### Document extract
■ ■ ■

Opinion
No. 48500.
March 29, 1977. Opinion Corrected on Denial of Rehearing May 23, 1977.
Appeal from the District Court of Oklahoma County; Joe Cannon, Judge.
Appellant appeals from the judgment by trial court for appellee in a forcible entry and detainer action. AFFIRMED.
William R. Davis, Raymond E. Tompkins, John Shelton, Oklahoma City, for appellant.
Derrill Cody, Richard Harris and Kerr, Davis, Irvine, Burbage, Krasnow Rhodes by Francis S. Irvine, Oklahoma City, for appellee.
Kerr-McGee Corporation, appellee, as lessee of premises on which a service station building together with canopies, gasoline pumps, underground storage tanks, and other fixtures and equipment for conducting the business of a service station were located, brought a forcible entry and detainer action against lessor, Chester Cutter, appellant, under the provisions of 12 O.S. 1971 § 1148.1[ 12-1148.1]. Kerr-McGee sought possession of the property when Cutter refused to yield possession of the premises after termination by Kerr-McGee of his consignee service station lease. Cutter answered and cross-petitioned requesting (1) the court to reform the contract, (2) recovery of damages and exemplary damages for Kerr-McGee's alleged failure to deliver gasoline and (3) recovery of damages for loss of income. Demurrers were sustained to the second and third causes of action. The trial court, after hearing the appellant's evidence, sustained appellee's demurrer to the evidence and motion for directed verdict and entered its judgment awarding possession and control of the premises together with the buildings, fixtures and equipment located thereon and costs of the action to Kerr-McGee.
It is provided by 12 O.S. 1971 § 1148.1[ 12-1148.1]:
The district court shall have jurisdiction to try all actions for the forcible entry and detention, or detention only, of real property, and claims for the collection of rent or damages to the premises, or both, may be included in the same action, but other claims may not be included in the same action. A judgment in an action brought under this Act shall be conclusive as to any issues adjudicated therein, but it shall not be a bar to any other action brought by either party.
The lease Term provides:
"TERM: To have and to hold for the initial term beginning on the 20th day of June 1972, and ending on the 15th day of August 1972, and thereafter from month to month, provided, that either party may terminate this lease at the last mentioned date, or on the same date in any succeeding month by giving to the other written notice of such termination ten (10) days or more prior to the date upon which such termination shall become effective."

■ ■ ■

### Dataset extract
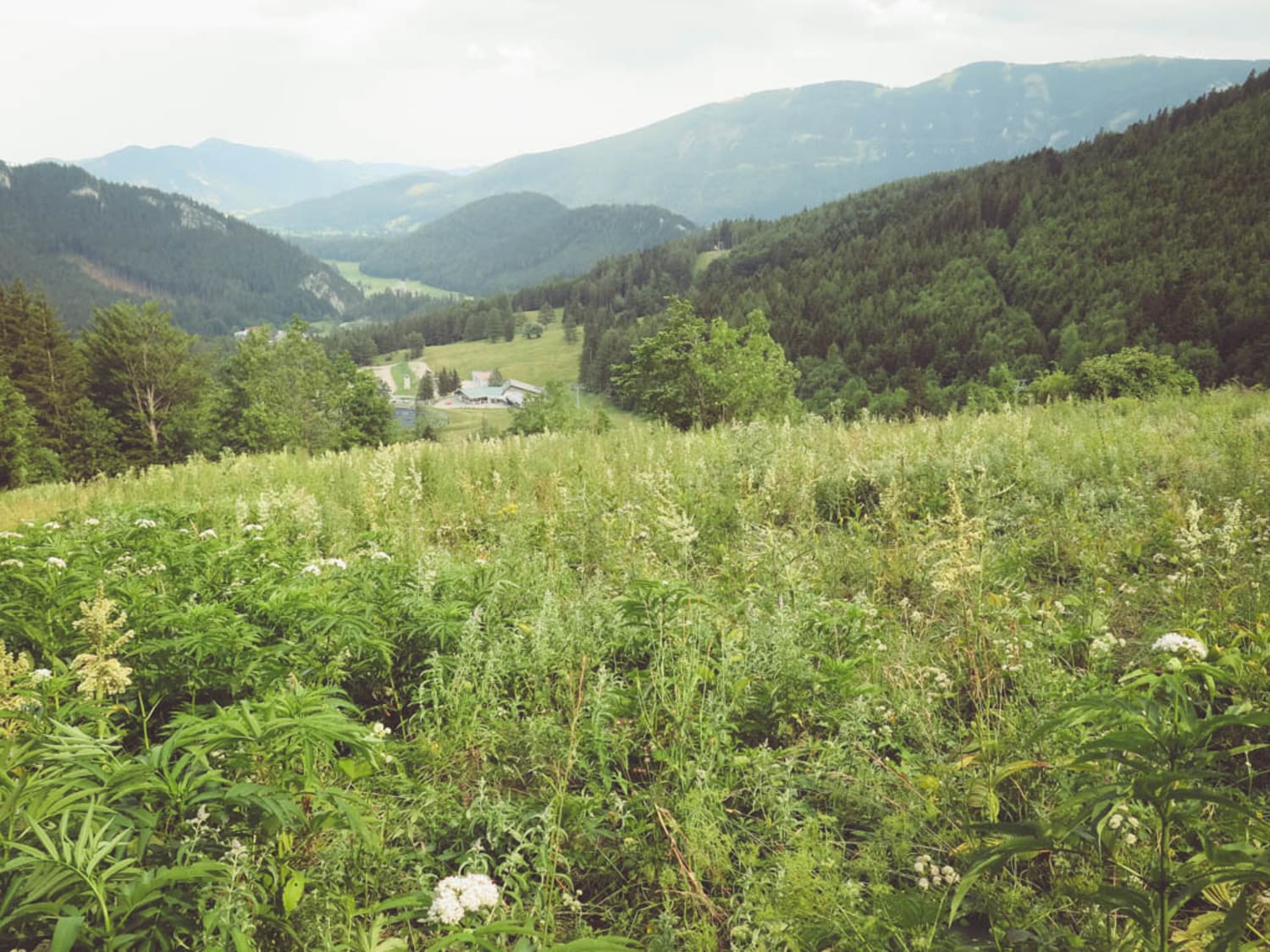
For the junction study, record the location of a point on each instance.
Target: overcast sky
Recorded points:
(459, 83)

■ ■ ■

### Tasks to carry out
1 – In the court opinion, on what date does the initial term of the lease end?
2 – Copy word for word the part of the court opinion that opens with the words containing "Appeal from the" and closes with "City, for appellant.".

### Final answers
1 – The initial term ends on the 15th day of August 1972.

2 –
Appeal from the District Court of Oklahoma County; Joe Cannon, Judge.
Appellant appeals from the judgment by trial court for appellee in a forcible entry and detainer action. AFFIRMED.
William R. Davis, Raymond E. Tompkins, John Shelton, Oklahoma City, for appellant.